Exercise passage:
Okay, so first you have to pay heed to the disconnect, right? Is my first message to you. So if you have a conflict after conflict with your child, they heed to that. That’s a sign that there is something disconnected within you and of course, it is easy to blame the kid and punish the kid and discipline the kid but then what? At the end of the day, the only person who has power to change is you. So you have to then start saying to yourself, “How can I start taking that pause in the moment and look in the mirror and not react?”
The first step is not to react and the step to not react means to take a pause. The way to take a pause is to invite yourself to say, “For the next three days, I’m just going to enter silent mode and just pay attention. So if my child is being rude to me, I’m not going to react and say, “Why are you being rude to me? I’m going to punish you. I’m going to discipline you,” I am just going to listen and say, “I hear you. I can see that you’re upset. I’m going to watch and see how I make you upset and I’m going to pay attention.”
Just the willingness to turn inward and say, “I am going to pay more attention even though I wanted to yell at you and scream at you and make you feel bad for making me feel bad. Instead, just not taking it personally for a moment and pay attention and begin to see how I’m contributing to your distress.” So instead of blaming the world, we begin to turn our eyes inward and begin to ask the pivotal question which is, “How am I contributing to this upheaval in my life?”
The key thing is first to gain the awareness that you are not coming from your true self. Then, take full responsibility for your behaviors. Once you have the awareness, and you take full responsibility you can begin to learn how to operate from your authentic self.
Interview after interview, book after book, I see the same theme. Nothing can start without awareness of what’s going on with you. Our first instinct, as Dr. Shefali is saying – and so many brilliant, wonderful people have said – is we stay focused on the world around us, not our deeper instincts. In part because we haven’t developed that deeper sense of self and in part because we think we won’t like that deeper sense of self.

Records supplied:
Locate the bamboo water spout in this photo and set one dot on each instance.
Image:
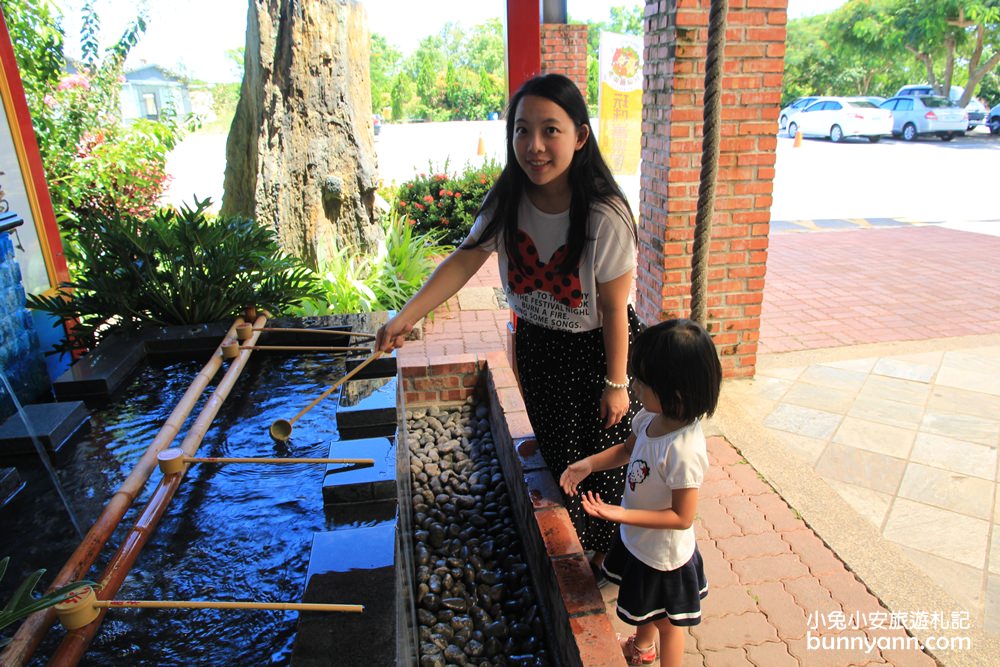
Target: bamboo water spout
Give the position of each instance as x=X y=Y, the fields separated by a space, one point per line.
x=173 y=460
x=281 y=429
x=75 y=643
x=83 y=608
x=232 y=348
x=30 y=633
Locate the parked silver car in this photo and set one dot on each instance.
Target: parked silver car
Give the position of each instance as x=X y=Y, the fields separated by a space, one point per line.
x=798 y=105
x=913 y=115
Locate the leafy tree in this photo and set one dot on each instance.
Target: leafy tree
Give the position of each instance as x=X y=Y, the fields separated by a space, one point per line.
x=385 y=61
x=624 y=19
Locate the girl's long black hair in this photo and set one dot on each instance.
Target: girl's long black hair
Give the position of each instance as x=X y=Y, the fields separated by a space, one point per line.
x=590 y=179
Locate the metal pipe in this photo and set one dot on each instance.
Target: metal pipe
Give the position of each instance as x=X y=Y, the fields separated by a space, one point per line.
x=75 y=643
x=29 y=635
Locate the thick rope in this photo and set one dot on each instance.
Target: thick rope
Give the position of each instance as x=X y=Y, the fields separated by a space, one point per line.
x=709 y=159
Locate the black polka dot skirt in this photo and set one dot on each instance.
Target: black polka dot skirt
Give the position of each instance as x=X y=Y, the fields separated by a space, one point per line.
x=562 y=379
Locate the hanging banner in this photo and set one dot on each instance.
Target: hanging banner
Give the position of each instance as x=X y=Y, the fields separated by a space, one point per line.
x=619 y=101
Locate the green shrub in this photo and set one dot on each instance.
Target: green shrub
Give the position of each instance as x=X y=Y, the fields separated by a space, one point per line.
x=383 y=279
x=178 y=267
x=446 y=203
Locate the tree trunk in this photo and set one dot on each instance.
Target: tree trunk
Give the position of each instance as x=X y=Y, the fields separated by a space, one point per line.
x=301 y=150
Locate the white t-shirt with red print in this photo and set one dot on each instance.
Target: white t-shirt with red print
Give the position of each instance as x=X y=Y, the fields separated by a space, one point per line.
x=539 y=293
x=677 y=460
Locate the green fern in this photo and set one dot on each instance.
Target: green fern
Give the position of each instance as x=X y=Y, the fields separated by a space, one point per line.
x=23 y=603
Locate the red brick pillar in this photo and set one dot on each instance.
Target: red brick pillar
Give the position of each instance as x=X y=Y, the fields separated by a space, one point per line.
x=564 y=51
x=676 y=35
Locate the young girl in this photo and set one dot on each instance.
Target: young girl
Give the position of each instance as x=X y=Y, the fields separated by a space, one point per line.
x=655 y=559
x=566 y=240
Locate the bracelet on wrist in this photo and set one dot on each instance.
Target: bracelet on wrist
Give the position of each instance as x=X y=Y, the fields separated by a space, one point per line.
x=615 y=385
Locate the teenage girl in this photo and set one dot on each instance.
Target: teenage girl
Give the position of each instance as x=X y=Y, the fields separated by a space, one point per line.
x=655 y=560
x=565 y=239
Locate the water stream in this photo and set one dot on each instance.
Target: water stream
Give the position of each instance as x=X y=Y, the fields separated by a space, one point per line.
x=232 y=532
x=43 y=455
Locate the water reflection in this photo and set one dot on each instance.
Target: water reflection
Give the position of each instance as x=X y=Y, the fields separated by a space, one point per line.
x=233 y=532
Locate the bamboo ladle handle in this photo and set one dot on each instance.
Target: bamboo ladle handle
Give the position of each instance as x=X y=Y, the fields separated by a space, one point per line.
x=328 y=332
x=82 y=608
x=281 y=429
x=173 y=460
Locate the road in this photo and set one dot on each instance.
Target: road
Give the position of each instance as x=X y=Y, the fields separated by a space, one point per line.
x=927 y=180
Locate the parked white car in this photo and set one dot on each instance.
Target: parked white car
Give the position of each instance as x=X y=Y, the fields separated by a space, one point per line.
x=914 y=115
x=841 y=117
x=786 y=114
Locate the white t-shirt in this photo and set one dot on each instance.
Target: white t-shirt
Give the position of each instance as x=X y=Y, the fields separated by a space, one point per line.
x=543 y=296
x=677 y=460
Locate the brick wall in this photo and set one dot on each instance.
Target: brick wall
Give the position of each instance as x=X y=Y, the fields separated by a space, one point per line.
x=20 y=356
x=676 y=35
x=564 y=51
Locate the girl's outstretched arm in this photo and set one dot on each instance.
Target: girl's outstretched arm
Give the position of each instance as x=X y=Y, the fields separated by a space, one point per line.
x=678 y=517
x=614 y=321
x=449 y=277
x=612 y=457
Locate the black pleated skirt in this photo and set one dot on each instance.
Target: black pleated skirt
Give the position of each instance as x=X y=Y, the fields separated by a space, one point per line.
x=562 y=379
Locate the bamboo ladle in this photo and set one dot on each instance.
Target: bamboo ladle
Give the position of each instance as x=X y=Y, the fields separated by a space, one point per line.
x=244 y=331
x=281 y=429
x=173 y=460
x=232 y=349
x=83 y=607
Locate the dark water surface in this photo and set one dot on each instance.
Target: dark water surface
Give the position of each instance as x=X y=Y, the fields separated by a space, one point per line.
x=233 y=532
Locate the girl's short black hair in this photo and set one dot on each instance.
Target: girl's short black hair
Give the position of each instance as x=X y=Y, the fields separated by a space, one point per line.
x=678 y=361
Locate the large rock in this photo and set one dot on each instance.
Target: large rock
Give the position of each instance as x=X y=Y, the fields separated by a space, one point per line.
x=301 y=149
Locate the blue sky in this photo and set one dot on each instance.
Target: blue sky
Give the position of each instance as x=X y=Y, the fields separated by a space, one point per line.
x=193 y=36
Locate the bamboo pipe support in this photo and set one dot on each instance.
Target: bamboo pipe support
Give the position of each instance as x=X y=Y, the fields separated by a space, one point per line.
x=173 y=460
x=232 y=349
x=83 y=607
x=281 y=429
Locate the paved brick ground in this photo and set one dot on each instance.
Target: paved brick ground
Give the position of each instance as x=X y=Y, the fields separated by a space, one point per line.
x=773 y=584
x=879 y=285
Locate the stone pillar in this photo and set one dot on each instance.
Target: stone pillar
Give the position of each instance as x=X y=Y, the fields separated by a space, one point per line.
x=676 y=35
x=564 y=51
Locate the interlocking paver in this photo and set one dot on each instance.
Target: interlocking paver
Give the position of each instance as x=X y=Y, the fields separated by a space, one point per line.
x=734 y=631
x=747 y=516
x=768 y=572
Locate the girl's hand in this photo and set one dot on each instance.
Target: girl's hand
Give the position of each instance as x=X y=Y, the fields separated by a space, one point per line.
x=594 y=506
x=573 y=475
x=614 y=405
x=392 y=334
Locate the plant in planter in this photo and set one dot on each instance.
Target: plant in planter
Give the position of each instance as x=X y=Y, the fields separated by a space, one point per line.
x=177 y=267
x=446 y=203
x=383 y=279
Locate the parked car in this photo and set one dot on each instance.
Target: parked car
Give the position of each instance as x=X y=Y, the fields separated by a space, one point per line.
x=798 y=105
x=975 y=109
x=840 y=117
x=926 y=114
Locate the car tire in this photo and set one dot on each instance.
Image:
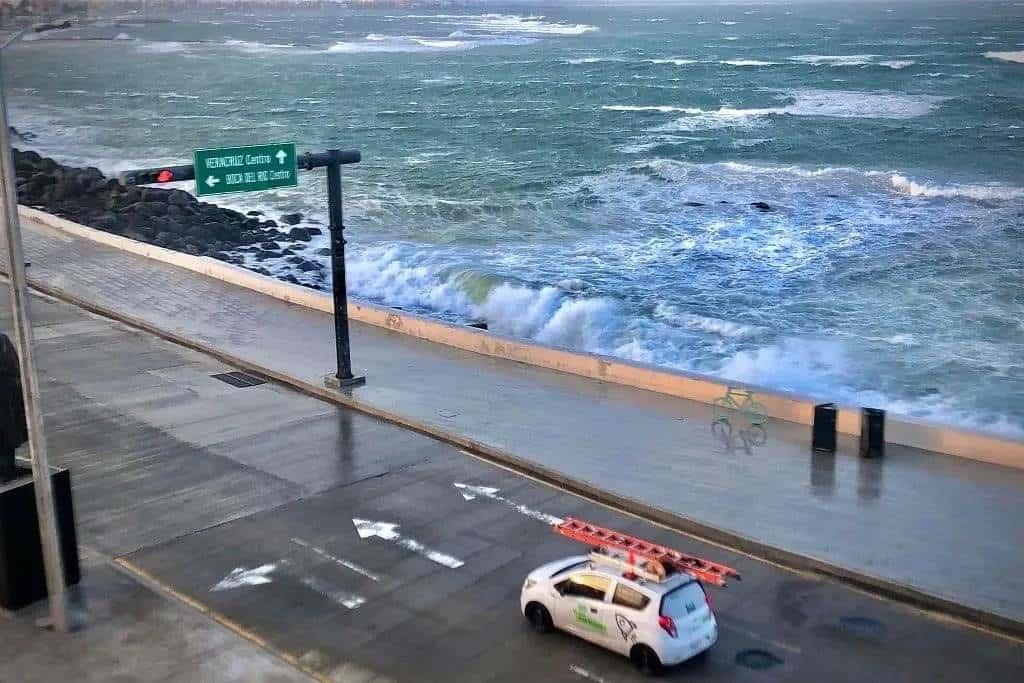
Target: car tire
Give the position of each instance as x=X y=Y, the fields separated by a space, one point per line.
x=539 y=617
x=646 y=659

Instructions:
a: According to the passage on parenting conflicts, for how many days does the speaker propose entering silent mode?
b: Extend the passage on parenting conflicts and self-awareness, starting right after its final sentence.

Written answers:
a: Three days.

b:
So we focus on the external world. We blame. We get stuck on being a martyr and a victim. We are upset with what we believe other people may have done to us. But this is your work. It is your work to honor who you are. Maybe you weren’t seen as a child, maybe you weren’t told you mattered, but now it’s up to you. You must start the journey by turning inward and creating the awareness of what’s going on with you.
If you stay in the blame or victim space, you’ll never be free. You’ll never rise up and you’ll never have the empowered life that you desire. When you create the awareness and check in with what’s going on with you, you can then begin to grow. You can begin to learn about who you are and who you are not. And those disempowered voices of the mind that tell you, “You’re not enough, you are not capable enough, you’re not powerful enough, you’re not lovable enough,” for who you are, must be managed or they will be your undoing.
[00:11:22.4] Dr. Shefali: So we begin changing and liberating ourselves and that is ultimately the most powerful thing we could do.
[00:11:29.4] LC: Thank you so much for listening to this week’s episode. Thank you again, a big thank you for Dr. Shefali for coming on the show, doing this tremendous work and sharing these incredible ideas. They’ve changed my life and I know they can change your life too.